It’s now winter, 2005, and A-B’s Bare Knuckle Stout has arrived in the Southern Indiana market. We begin to see the giant brewer’s marketing methodology.

As a “jump ball,” my friend and regular customer Dave sent the following note:

“My cousin has confirmed that Hooters in Jeffersonville is indeed charging the same price to customers for Bare Knuckle as they did for Guinness.”

That’s right. First, Bare Knuckle actually replaced Guinness at Hooter’s, which leads one to speculate on the nature of, ahem, incentives offered above or below board.

Then, even more bizarrely, the price point for Bare Knuckle is the same. You’d expect to see a lower price as an introduction, then an escalation once the hook is set.

Is it profiteering?

Quite some time back, when Foster’s Lager for the American market first ceased to be brewed in Australia, retailers were told pointedly that the brand’s transplanted home in Canada meant that (a) Foster’s still was “imported,” (b) that consequently the wholesale price would be less than when it was imported from Australia, (c) the same price as before could be charged the consumer, and (d) “Foster’s is Australian for Beer.”

Of these premises, (a), (b) and (c) were true, but (d) was and remains false.

=-=-=-=-=

■ WHAT TO WORK ON ■
(a) Answer these from the piece on Bare Knuckle Stout:
(i) Which beer did Bare Knuckle replace at Hooters in Jeffersonville?
(ii) In what season and year does Bare Knuckle Stout arrive in the Southern Indiana market?
(iii) Where was the transplanted home of Foster's Lager for the American market?
(b) From the piece on Bare Knuckle Stout, copy everything from "That’s right. First, Bare" down to "hook is set.".
(c) Carry on the piece about Bare Knuckle Stout from the point where it stops.
The lines after this play no part in any of the work here.

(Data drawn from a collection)

=-=-=-=-=

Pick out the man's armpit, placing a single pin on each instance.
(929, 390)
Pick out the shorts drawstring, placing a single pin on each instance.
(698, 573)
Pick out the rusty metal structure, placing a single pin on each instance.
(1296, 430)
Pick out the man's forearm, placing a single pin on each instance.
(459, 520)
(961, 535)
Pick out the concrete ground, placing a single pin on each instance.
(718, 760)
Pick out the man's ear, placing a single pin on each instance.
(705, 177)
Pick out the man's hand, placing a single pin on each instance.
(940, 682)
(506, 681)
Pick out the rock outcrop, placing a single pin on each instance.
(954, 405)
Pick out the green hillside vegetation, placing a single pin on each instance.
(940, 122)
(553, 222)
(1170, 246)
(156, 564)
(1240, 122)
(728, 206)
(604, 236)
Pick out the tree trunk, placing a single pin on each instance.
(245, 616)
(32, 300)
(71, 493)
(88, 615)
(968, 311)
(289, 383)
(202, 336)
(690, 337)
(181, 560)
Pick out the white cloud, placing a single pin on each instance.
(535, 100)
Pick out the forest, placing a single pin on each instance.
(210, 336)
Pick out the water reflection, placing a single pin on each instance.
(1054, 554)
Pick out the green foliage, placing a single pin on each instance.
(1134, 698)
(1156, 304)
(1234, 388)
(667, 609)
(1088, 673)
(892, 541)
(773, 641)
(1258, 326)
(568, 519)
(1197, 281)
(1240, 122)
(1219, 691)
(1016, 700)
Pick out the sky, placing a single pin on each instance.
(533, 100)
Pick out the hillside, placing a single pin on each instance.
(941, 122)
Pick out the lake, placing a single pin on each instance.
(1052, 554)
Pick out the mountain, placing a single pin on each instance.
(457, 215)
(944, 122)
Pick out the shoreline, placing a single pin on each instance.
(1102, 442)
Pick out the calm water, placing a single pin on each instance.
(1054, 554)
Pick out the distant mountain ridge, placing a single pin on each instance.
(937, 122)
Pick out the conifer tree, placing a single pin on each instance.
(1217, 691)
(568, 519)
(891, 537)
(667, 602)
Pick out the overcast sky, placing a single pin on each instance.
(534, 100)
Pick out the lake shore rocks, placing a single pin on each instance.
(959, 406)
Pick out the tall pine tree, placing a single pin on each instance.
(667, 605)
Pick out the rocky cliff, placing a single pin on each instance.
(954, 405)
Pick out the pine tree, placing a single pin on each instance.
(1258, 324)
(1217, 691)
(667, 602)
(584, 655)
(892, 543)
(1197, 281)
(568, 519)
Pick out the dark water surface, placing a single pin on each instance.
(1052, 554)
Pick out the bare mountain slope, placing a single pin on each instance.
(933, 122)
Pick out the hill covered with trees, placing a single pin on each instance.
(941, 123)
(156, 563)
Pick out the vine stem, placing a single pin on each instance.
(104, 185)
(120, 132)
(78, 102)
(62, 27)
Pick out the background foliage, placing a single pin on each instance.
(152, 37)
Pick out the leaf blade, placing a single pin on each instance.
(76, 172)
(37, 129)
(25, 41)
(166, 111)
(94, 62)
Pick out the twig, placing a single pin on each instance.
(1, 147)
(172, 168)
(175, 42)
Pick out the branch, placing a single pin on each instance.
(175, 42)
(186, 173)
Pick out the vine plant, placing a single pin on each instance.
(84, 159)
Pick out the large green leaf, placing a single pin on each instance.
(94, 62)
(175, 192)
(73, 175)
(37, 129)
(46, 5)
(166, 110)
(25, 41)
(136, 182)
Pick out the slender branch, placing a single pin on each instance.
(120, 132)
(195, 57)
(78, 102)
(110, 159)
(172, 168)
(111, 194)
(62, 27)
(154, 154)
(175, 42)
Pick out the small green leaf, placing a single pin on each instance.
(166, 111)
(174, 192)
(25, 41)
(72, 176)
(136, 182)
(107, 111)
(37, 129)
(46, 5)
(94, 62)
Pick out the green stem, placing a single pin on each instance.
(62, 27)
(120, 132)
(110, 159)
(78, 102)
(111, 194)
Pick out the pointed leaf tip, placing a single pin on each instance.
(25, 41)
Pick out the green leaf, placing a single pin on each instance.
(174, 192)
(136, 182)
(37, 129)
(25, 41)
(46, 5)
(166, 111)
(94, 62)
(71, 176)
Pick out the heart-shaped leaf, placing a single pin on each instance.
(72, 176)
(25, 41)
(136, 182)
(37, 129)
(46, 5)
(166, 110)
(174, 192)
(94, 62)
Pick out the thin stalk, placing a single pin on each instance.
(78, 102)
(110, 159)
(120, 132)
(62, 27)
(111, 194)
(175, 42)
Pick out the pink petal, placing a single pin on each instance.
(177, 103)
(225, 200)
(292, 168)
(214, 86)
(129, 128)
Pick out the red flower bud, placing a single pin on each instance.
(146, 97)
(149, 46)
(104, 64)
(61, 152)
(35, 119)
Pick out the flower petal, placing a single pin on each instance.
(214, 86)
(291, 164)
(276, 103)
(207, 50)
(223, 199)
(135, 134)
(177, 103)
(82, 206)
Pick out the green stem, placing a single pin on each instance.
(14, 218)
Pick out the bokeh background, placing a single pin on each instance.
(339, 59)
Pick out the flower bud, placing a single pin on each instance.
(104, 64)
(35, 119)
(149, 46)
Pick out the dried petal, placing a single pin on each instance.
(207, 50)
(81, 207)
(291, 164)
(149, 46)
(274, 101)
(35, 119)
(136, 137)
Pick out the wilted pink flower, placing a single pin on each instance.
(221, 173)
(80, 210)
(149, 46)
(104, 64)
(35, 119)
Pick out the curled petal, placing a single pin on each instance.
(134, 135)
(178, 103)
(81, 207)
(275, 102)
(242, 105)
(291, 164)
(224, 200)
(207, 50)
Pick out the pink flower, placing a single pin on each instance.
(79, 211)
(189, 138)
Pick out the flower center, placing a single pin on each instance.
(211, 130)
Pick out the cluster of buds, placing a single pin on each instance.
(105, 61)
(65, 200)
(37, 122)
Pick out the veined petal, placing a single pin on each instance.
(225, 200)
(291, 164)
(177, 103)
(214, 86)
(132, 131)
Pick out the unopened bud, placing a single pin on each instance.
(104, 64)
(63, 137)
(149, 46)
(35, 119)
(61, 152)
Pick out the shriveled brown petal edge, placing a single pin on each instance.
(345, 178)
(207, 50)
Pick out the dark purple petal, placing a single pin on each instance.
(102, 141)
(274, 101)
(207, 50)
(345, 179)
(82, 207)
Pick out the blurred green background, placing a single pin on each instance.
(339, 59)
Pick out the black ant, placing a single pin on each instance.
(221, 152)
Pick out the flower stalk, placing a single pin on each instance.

=-=-=-=-=

■ RESPONSES TO THE TASKS ■
(a)
(i) Guinness
(ii) Winter, 2005
(iii) Canada

(b)
That’s right. First, Bare Knuckle actually replaced Guinness at Hooter’s, which leads one to speculate on the nature of, ahem, incentives offered above or below board.

Then, even more bizarrely, the price point for Bare Knuckle is the same. You’d expect to see a lower price as an introduction, then an escalation once the hook is set.

(c)
Actually, much to my surprise, a quick phone call to L. C. Nadorff, New Albany’s A-B house, reveals that Bare Knuckle is available only in 1/6 barrel kegs (5.16 gallon). Factored for unit size, the wholesale price is almost exactly the same as for Guinness.

What does this mean? I’m baffled. It’s true that 1/6 kegs are easier to handle for retailers and require no special tap fitting, but without a lower price point, little of it makes sense.

Back to the “incentive” program, anyone?

Sunday, February 20, 2005

First Call: Belgium and Netherlands Beer Tour, 2005.

It’s 2005, year of the triennial Poperinge hop fest, and time for another joyful immersion into Belgian beer, cuisine and culture.

Once again, I’m organizing a group tour, our eighth European beer-hunting excursion since 1995, and the first under the banner of Potable Curmudgeon, Inc., my new consulting and travel company.

The same great experience is at hand. The tour dates are September 8 – 20, 2005, and all friends, beer lovers, customers, FOSSILS club members, and adventure seekers are invited to make the trip.

Please contact me if you’re interested. Participants are limited to 22, and it’s first come, first served.

Roger A. Baylor/Potable Curmudgeon, Inc.
roger@potablecurmudgeon.com
812.949.2804

Here’s a brief chronological overview:

ITINERARY

AMSTERDAM & HAARLEM
Both the old and the new Netherlands. Our lodging will be in Haarlem, and Amsterdam is minutes away by train.

BRUGGE (BRUGES)
One of the most beautiful cities in Europe, with beer cafes aplenty, including ‘t Brugs Beertje (Daisy’s place), where we’ll enjoy a guided tasting.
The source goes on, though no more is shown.